2. The method of claim 1, wherein the step of auto-designing the job execution model comprises:
(i) partitioning a total execution time for each of the total number of threads into a plurality of executing intervals;
(ii) computing, for each of the plurality of executing intervals, a busy time and an idle time for each of the total number of threads using the instantaneous utilization of the CPU; and
(iii) determining, based upon a comparison of the identified memory bandwidth requirement and an available memory bandwidth, whether the busy time for each of the total number of threads is to be incremented.
3. The method of claim 1, wherein the step of simulating the auto-designed job execution model comprises an execution of one or more programming functions by each of the total number of threads to initialize the distinct service demand and the memory bandwidth requirement of each of the total number of threads.
4. The method of claim 2, wherein the available memory bandwidth is determined for a single thread based upon a number of threads executing on a single node, wherein the single thread and the number of threads correspond to the total number of threads, and wherein the single node corresponds to the multi-core system.
5. The method of claim 2, wherein the step of computing the busy time and the idle time comprises computing an average busy time and an average idle time for each of the plurality of executing intervals of time to auto-design the job execution model.
6. The method of claim 5, wherein the average busy time and the average idle time are computed based upon a standard deviation in CPU utilization of a batch job amongst the set of multi-threaded and memory bandwidth intensive batch jobs, and wherein the CPU utilization of the batch job is measured for a set of time intervals.

▶ _Provided material_

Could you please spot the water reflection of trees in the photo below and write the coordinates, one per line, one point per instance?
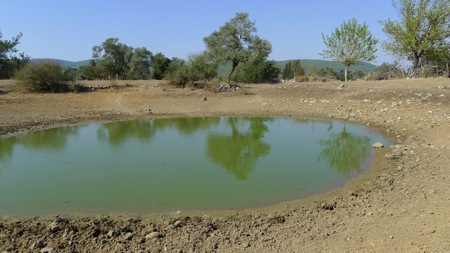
(344, 151)
(239, 151)
(117, 133)
(50, 139)
(187, 125)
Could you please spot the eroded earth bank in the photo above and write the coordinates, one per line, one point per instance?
(402, 204)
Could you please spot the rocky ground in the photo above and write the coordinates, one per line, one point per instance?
(402, 204)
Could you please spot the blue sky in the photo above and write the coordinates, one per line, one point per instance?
(69, 29)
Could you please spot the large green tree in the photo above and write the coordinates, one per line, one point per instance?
(113, 57)
(236, 42)
(293, 69)
(422, 32)
(350, 43)
(10, 62)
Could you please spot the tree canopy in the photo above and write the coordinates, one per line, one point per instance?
(10, 62)
(114, 59)
(236, 42)
(351, 43)
(422, 32)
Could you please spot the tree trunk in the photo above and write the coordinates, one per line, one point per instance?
(345, 72)
(233, 67)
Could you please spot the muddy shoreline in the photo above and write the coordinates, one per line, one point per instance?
(401, 204)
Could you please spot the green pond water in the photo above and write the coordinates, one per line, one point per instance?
(159, 165)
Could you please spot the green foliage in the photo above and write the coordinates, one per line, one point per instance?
(9, 61)
(44, 77)
(160, 64)
(422, 33)
(257, 70)
(386, 71)
(302, 79)
(140, 63)
(236, 42)
(349, 44)
(197, 68)
(117, 60)
(292, 68)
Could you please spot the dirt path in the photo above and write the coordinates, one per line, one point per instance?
(401, 205)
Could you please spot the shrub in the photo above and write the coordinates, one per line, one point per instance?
(302, 79)
(386, 71)
(44, 77)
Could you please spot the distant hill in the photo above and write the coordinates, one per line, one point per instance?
(67, 64)
(223, 70)
(308, 63)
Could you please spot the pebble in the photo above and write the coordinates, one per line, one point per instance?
(47, 250)
(152, 235)
(378, 145)
(38, 244)
(54, 227)
(128, 236)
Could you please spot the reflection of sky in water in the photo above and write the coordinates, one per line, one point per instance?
(172, 164)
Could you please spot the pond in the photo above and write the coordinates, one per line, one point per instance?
(159, 165)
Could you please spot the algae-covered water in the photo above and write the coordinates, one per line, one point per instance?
(158, 165)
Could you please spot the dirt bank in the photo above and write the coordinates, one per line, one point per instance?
(401, 205)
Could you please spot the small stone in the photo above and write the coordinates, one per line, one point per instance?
(111, 233)
(54, 227)
(128, 236)
(378, 145)
(38, 244)
(177, 223)
(152, 235)
(47, 250)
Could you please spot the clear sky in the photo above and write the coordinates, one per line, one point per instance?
(69, 29)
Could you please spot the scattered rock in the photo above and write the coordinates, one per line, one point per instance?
(38, 244)
(152, 235)
(225, 87)
(128, 236)
(46, 250)
(378, 145)
(54, 227)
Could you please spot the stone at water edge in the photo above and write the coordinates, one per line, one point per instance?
(378, 145)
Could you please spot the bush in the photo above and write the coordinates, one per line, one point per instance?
(386, 71)
(302, 79)
(44, 77)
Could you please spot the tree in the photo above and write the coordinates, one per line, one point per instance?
(422, 33)
(292, 69)
(114, 57)
(236, 42)
(349, 44)
(9, 61)
(160, 64)
(257, 70)
(140, 63)
(45, 76)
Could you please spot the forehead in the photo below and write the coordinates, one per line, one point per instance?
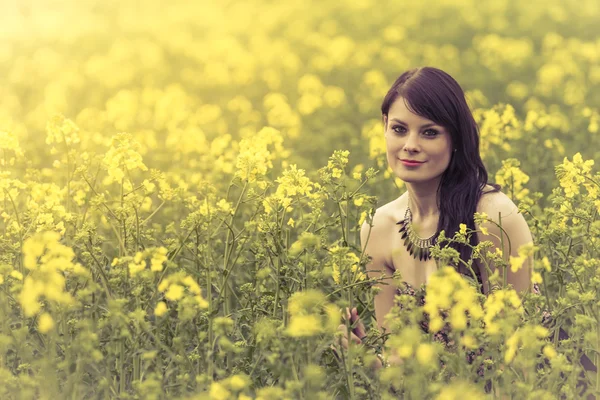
(400, 110)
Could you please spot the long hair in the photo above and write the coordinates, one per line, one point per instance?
(435, 95)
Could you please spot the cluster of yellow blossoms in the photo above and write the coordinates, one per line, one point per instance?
(47, 262)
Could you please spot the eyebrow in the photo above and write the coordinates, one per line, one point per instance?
(404, 123)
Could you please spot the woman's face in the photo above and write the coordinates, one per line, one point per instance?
(409, 136)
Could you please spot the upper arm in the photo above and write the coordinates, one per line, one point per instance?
(515, 233)
(374, 244)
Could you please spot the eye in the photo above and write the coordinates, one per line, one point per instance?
(400, 127)
(431, 132)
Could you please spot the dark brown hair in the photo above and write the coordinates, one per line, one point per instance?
(435, 95)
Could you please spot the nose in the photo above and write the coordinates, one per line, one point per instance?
(412, 143)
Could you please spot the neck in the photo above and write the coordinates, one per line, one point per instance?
(422, 200)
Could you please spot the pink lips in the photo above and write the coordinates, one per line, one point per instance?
(411, 163)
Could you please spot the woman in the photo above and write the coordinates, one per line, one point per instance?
(433, 146)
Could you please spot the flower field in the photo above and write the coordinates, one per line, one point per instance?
(182, 187)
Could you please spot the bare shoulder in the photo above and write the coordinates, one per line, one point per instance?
(376, 239)
(497, 205)
(386, 216)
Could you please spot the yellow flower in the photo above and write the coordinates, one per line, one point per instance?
(468, 341)
(16, 275)
(45, 323)
(158, 258)
(175, 292)
(405, 351)
(549, 352)
(219, 392)
(304, 326)
(425, 353)
(238, 382)
(160, 309)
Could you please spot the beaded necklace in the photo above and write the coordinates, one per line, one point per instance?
(417, 247)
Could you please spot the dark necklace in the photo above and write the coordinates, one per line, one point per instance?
(418, 247)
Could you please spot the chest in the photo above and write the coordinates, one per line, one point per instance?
(413, 271)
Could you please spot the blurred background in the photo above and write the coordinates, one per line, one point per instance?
(190, 79)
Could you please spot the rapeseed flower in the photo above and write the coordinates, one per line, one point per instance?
(311, 314)
(572, 174)
(45, 323)
(448, 291)
(122, 157)
(46, 260)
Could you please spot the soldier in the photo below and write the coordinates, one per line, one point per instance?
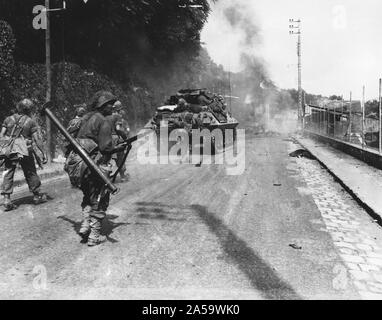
(120, 131)
(74, 126)
(75, 123)
(95, 137)
(16, 125)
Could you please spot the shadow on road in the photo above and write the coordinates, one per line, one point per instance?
(156, 210)
(107, 226)
(29, 200)
(262, 277)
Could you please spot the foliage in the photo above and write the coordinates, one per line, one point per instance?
(7, 46)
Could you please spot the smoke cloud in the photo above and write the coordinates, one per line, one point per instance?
(233, 38)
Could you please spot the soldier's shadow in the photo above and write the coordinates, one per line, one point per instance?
(27, 200)
(108, 226)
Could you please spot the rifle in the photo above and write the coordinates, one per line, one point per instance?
(79, 150)
(128, 143)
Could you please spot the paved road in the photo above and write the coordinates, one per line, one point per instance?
(181, 231)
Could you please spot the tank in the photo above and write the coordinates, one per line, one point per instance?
(192, 109)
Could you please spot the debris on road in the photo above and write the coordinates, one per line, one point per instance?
(302, 153)
(295, 246)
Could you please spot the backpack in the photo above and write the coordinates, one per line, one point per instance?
(14, 146)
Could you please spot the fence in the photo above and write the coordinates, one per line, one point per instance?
(345, 122)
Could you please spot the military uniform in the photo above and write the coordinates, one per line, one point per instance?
(95, 136)
(118, 137)
(29, 127)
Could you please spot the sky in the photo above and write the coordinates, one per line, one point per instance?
(341, 43)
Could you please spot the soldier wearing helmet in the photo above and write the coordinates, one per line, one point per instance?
(95, 136)
(119, 134)
(23, 130)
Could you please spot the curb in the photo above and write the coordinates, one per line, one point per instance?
(372, 212)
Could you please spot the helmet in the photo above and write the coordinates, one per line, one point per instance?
(117, 106)
(80, 110)
(101, 98)
(24, 106)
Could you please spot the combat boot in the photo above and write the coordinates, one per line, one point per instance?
(95, 236)
(85, 225)
(39, 198)
(9, 205)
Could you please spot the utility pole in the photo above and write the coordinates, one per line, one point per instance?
(350, 116)
(363, 116)
(49, 149)
(48, 81)
(295, 28)
(380, 115)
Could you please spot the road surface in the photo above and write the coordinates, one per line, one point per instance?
(189, 232)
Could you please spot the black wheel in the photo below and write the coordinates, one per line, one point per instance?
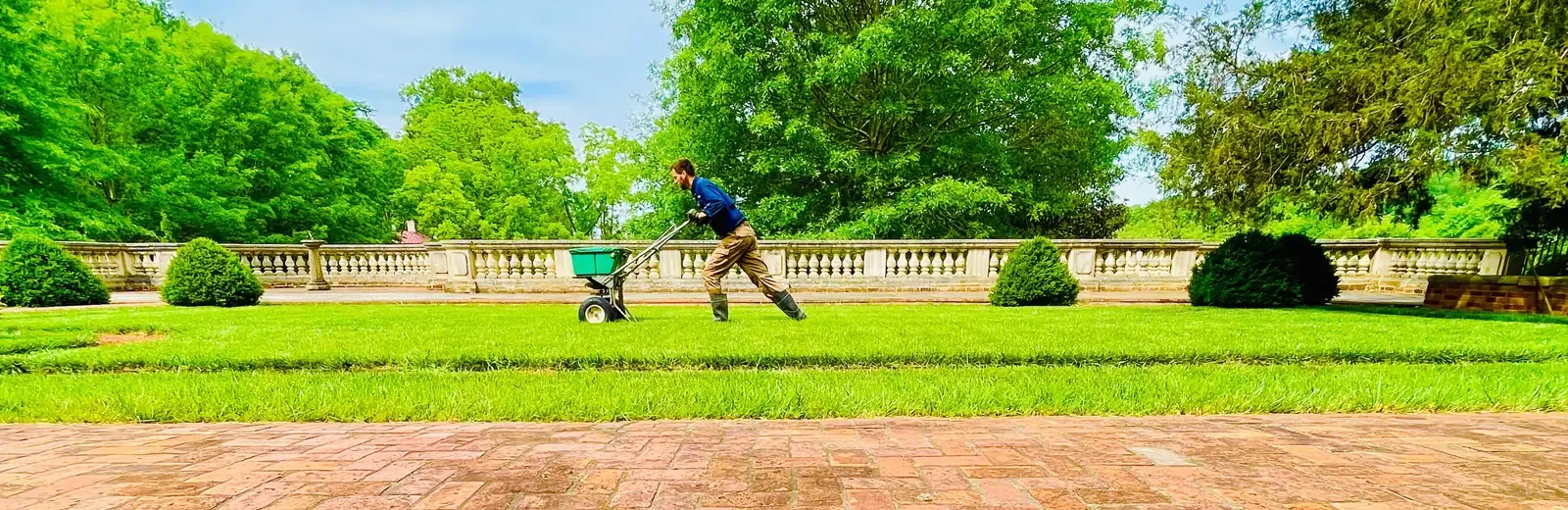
(598, 310)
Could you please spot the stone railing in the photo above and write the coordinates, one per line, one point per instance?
(545, 266)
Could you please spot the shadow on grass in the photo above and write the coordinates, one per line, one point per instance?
(1432, 313)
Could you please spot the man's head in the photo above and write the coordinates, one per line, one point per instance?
(682, 173)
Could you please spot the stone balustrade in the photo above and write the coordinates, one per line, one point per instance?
(545, 266)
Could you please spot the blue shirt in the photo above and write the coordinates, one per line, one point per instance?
(720, 209)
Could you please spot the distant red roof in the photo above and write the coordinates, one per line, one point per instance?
(412, 237)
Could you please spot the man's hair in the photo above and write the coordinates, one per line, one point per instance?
(684, 165)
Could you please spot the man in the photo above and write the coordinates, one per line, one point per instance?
(737, 243)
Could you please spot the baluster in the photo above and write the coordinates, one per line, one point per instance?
(1452, 263)
(512, 266)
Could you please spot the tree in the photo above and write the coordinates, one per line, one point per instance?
(145, 126)
(613, 172)
(39, 188)
(480, 165)
(857, 114)
(1387, 96)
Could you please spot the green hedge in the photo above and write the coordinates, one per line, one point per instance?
(1313, 269)
(1249, 271)
(1256, 271)
(1034, 275)
(36, 272)
(204, 274)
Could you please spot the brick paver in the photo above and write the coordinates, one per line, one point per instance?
(1222, 462)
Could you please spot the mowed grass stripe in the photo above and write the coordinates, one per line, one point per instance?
(18, 341)
(538, 336)
(780, 394)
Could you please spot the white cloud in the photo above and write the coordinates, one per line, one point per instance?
(588, 57)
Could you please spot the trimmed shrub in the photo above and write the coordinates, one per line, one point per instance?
(204, 274)
(1034, 275)
(36, 272)
(1249, 271)
(1313, 269)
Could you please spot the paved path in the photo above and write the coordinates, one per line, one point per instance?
(415, 295)
(1225, 462)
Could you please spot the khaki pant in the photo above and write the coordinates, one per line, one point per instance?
(739, 247)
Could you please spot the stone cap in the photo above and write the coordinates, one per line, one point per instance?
(1521, 281)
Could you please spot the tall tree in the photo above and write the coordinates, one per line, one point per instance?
(1382, 99)
(41, 190)
(172, 130)
(883, 118)
(480, 165)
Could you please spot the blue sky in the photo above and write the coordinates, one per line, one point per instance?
(577, 60)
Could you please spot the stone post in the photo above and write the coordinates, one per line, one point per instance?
(1081, 261)
(460, 267)
(1183, 263)
(979, 263)
(318, 277)
(438, 266)
(564, 264)
(1382, 259)
(1494, 263)
(875, 263)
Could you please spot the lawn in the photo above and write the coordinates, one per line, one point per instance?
(494, 361)
(538, 336)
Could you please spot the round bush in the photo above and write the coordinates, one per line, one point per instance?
(204, 274)
(1313, 269)
(1249, 271)
(1034, 275)
(36, 272)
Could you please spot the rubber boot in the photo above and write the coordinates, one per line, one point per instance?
(788, 305)
(720, 306)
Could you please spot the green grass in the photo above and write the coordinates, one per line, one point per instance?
(491, 337)
(538, 363)
(25, 341)
(812, 392)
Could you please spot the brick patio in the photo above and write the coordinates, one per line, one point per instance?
(1225, 462)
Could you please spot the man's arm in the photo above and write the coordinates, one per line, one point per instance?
(710, 196)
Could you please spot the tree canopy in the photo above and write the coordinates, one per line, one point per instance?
(1387, 96)
(129, 123)
(958, 118)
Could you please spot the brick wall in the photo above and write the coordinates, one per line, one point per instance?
(1499, 294)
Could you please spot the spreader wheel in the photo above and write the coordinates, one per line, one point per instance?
(598, 310)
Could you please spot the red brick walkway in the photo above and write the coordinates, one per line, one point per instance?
(1227, 462)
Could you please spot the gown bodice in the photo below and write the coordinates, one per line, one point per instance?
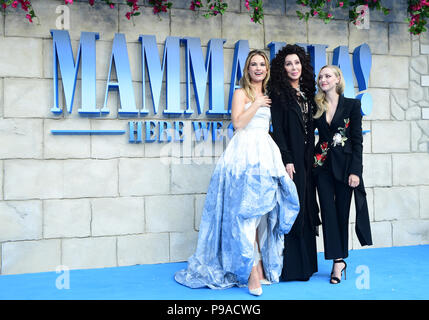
(261, 119)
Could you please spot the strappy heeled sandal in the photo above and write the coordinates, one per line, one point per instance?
(335, 280)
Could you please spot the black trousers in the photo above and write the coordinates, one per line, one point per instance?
(334, 199)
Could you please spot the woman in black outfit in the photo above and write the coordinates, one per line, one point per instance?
(338, 168)
(292, 90)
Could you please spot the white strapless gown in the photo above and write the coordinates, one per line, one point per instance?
(249, 182)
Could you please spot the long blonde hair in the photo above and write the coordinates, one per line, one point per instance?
(245, 81)
(320, 98)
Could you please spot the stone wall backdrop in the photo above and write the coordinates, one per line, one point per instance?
(100, 201)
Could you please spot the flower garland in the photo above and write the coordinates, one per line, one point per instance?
(25, 5)
(322, 8)
(213, 7)
(418, 10)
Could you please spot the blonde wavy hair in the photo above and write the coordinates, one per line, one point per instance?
(320, 98)
(245, 81)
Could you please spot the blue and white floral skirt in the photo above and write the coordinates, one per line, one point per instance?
(249, 181)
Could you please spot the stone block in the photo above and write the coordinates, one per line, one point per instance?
(66, 146)
(291, 8)
(192, 178)
(139, 177)
(26, 54)
(103, 51)
(381, 233)
(114, 146)
(409, 169)
(337, 30)
(31, 256)
(377, 170)
(410, 232)
(370, 201)
(253, 32)
(20, 220)
(398, 12)
(376, 37)
(183, 22)
(90, 178)
(398, 103)
(420, 64)
(272, 7)
(290, 30)
(399, 39)
(117, 216)
(425, 113)
(145, 24)
(396, 203)
(98, 18)
(33, 179)
(29, 98)
(1, 180)
(1, 28)
(21, 138)
(413, 113)
(424, 202)
(367, 138)
(390, 136)
(385, 69)
(147, 248)
(66, 218)
(88, 253)
(424, 82)
(169, 213)
(1, 98)
(424, 49)
(380, 104)
(182, 245)
(416, 92)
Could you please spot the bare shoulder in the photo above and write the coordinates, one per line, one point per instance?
(239, 93)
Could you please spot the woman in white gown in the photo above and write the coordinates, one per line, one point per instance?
(251, 202)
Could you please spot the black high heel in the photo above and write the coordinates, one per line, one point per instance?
(343, 269)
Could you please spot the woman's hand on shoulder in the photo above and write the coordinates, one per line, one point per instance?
(262, 101)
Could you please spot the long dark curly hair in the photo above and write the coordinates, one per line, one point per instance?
(279, 81)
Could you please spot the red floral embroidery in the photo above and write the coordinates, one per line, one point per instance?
(320, 158)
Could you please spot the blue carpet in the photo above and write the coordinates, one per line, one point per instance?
(397, 273)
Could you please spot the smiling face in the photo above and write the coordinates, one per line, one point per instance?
(328, 79)
(293, 67)
(257, 69)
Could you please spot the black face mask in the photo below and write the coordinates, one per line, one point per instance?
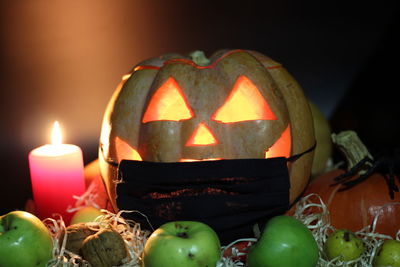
(228, 195)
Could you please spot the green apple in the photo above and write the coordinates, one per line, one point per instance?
(344, 244)
(182, 244)
(284, 241)
(24, 240)
(86, 214)
(388, 254)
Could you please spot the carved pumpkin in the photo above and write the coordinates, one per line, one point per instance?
(237, 105)
(356, 207)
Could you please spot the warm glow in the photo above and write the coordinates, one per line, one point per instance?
(125, 151)
(282, 147)
(56, 138)
(168, 103)
(202, 136)
(244, 103)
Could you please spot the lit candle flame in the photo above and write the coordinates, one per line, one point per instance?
(56, 138)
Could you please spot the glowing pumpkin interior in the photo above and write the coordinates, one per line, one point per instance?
(244, 103)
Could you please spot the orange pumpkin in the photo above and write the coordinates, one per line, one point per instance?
(356, 207)
(238, 104)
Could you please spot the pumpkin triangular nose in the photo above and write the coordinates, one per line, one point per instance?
(202, 136)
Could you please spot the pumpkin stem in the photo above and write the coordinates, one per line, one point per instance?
(353, 149)
(199, 58)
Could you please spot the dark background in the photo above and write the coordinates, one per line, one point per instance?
(61, 60)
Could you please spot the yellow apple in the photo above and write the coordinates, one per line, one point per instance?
(86, 214)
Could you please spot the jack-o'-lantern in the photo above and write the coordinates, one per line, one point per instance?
(237, 105)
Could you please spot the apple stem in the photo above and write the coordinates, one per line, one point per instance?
(353, 149)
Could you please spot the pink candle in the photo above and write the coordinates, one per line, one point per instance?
(56, 175)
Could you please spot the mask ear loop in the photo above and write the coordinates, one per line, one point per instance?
(109, 161)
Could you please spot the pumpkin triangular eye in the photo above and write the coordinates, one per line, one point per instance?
(244, 103)
(168, 104)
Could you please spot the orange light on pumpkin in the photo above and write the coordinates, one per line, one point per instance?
(202, 136)
(244, 103)
(282, 147)
(168, 104)
(125, 151)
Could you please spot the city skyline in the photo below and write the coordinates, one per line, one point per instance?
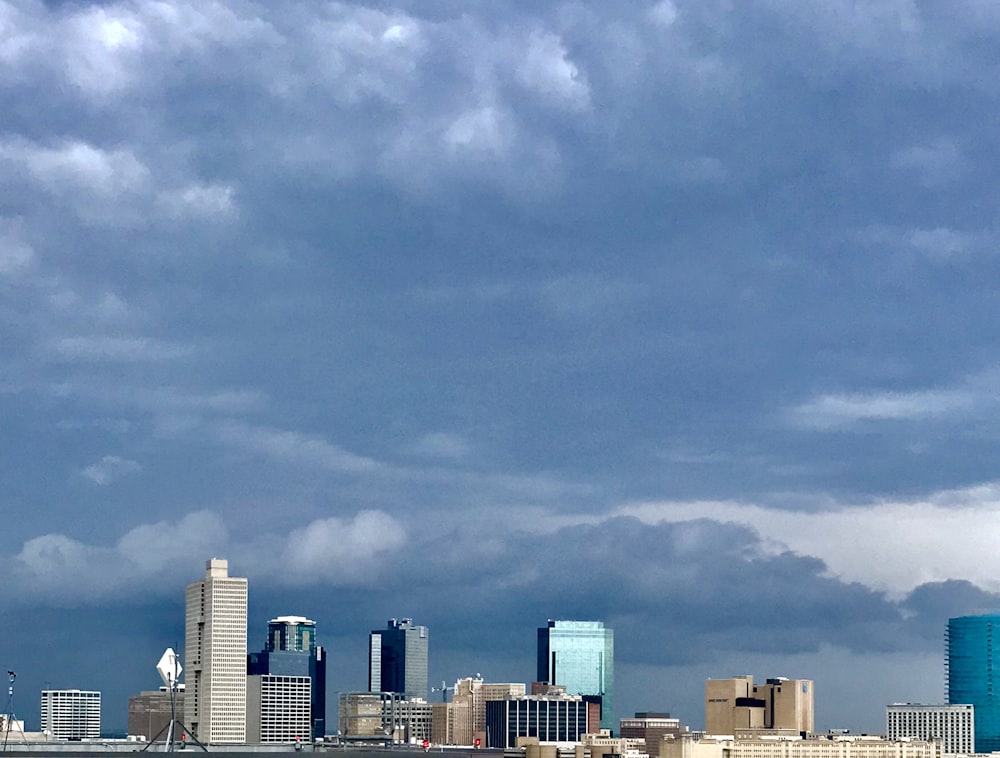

▶ _What is expected_
For each statement below, say yes or no to whether it agrees with the patent claims above, and quote the exact words from the claims that decide it. (a) Claim 2 splits the total execution time of each thread into several executing intervals. (b) Claim 4 bases the available memory bandwidth for a single thread on the number of threads running on a single node. (c) Claim 6 measures the CPU utilization of the batch job at one single moment.

▶ _Expected output_
(a) Yes: "partitioning a total execution time for each of the total number of threads into a plurality of executing intervals"
(b) Yes: "the available memory bandwidth is determined for a single thread based upon a number of threads executing on a single node"
(c) No: "the CPU utilization of the batch job is measured for a set of time intervals"